## Start Stored rows
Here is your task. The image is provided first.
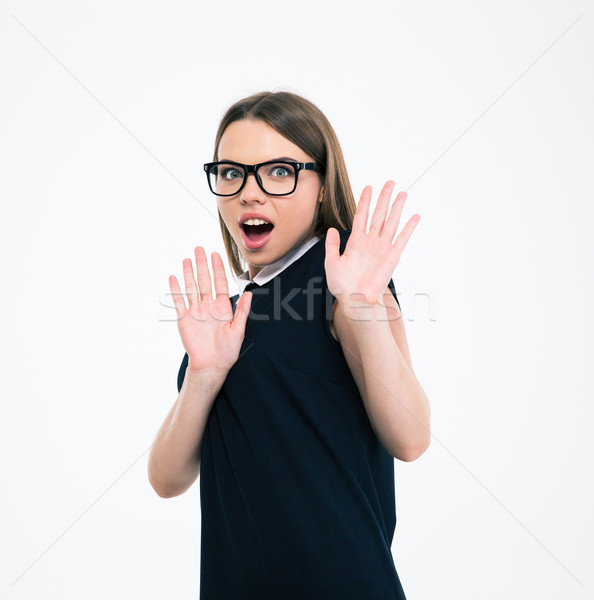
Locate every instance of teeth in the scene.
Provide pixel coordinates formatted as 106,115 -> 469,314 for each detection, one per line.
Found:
243,219 -> 268,225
## End Stored rows
§ **Instructions to follow**:
Could you express the material above as a two-column CSV with the headers request and answer, one row per request? Put each request's text and its answer in a single quoted field with line breaks turned into spaces, and leave the pictures out.

§ **Result**:
request,answer
"Here is your task. The image is provided first. Locate every instance of teeth in the scene. Provide pixel coordinates formatted as 106,115 -> 469,314 for each detection, one per line. Found:","243,219 -> 268,225"